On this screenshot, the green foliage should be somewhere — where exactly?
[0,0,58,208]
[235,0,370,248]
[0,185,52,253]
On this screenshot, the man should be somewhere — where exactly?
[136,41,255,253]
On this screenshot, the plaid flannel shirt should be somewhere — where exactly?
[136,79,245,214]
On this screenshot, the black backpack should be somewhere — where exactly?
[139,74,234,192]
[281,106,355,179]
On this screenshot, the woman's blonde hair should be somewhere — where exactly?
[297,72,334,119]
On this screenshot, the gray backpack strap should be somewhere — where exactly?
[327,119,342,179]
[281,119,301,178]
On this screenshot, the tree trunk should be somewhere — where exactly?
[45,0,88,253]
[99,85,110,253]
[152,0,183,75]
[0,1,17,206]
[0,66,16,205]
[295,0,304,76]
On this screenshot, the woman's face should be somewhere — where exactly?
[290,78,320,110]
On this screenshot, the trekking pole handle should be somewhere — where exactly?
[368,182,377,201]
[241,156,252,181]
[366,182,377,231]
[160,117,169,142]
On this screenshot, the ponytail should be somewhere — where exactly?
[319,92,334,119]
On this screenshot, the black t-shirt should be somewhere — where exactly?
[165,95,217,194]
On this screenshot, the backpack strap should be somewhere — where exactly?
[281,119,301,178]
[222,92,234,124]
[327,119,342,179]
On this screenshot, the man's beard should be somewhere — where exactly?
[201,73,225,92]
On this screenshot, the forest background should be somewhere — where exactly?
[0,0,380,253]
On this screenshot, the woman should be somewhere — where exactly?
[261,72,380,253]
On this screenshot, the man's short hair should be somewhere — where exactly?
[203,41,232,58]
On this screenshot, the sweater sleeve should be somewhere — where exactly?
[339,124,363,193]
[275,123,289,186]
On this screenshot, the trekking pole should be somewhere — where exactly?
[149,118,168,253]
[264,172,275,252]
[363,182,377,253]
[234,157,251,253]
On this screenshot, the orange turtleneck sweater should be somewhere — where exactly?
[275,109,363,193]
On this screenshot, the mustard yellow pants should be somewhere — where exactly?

Description of the task ->
Format the rows above as a numbered list with no blank lines.

Task output ->
1. On this screenshot, the green foliage should be somewhere — where exactly?
2. [0,0,58,208]
3. [235,0,370,248]
4. [0,185,52,253]
5. On this screenshot, the man should be somewhere — where exactly?
6. [136,41,255,253]
7. On this screenshot, the plaid flannel shirt should be somewhere — where exactly?
8. [136,79,245,214]
9. On this screenshot, the black backpack should be somewhere — where exactly?
10. [139,74,234,192]
11. [281,106,355,179]
12. On this screenshot, the woman's blonde hair should be somewhere — where exactly?
13. [297,72,334,119]
14. On this screenshot, the gray backpack strap should be somewhere — where exactly?
15. [327,119,342,179]
16. [281,119,301,178]
17. On this screenshot, the tree trunk should be somewhere — where exactly?
18. [45,0,88,253]
19. [99,85,110,253]
20. [152,0,183,75]
21. [0,1,17,206]
22. [0,66,16,205]
23. [295,0,304,76]
24. On this screenshot, the woman's face should be somewhere — where exactly?
25. [290,78,320,110]
26. On this screenshot, the trekking pole handle should be somewhere — where exactly?
27. [368,182,377,201]
28. [241,156,252,181]
29. [366,182,377,231]
30. [160,117,169,142]
31. On this screenshot, the ponytail should be somewhere — where exactly?
32. [319,92,334,119]
33. On this screenshot, the black t-shirt should be somewhere — where exactly?
34. [165,95,217,194]
35. On this screenshot, the backpack strap should be somewhere — where exactly?
36. [281,119,301,178]
37. [222,92,234,124]
38. [327,119,342,179]
39. On this screenshot, the man's beard should be somewhere — where exactly?
40. [201,73,225,92]
41. On this screenshot, the forest background should be somewhere — where exactly?
42. [0,0,380,253]
43. On this screenshot, the woman should be somewhere — where exactly?
44. [261,72,380,253]
45. On this screenshot, the man's short hair should be somewhere — where exactly?
46. [203,41,232,58]
47. On this screenshot, the sweater sleeve should be somewhere — where exactly?
48. [339,124,363,193]
49. [275,123,289,186]
50. On this screenshot, the trekking pole should be somewhere — where exactly?
51. [149,118,168,253]
52. [264,172,275,252]
53. [363,182,377,253]
54. [234,157,251,253]
55. On this screenshot, the orange turtleneck sweater should be somewhere — where exactly?
56. [275,109,363,193]
57. On this screenshot, the mustard yellow pants should be somewhere — where exactly?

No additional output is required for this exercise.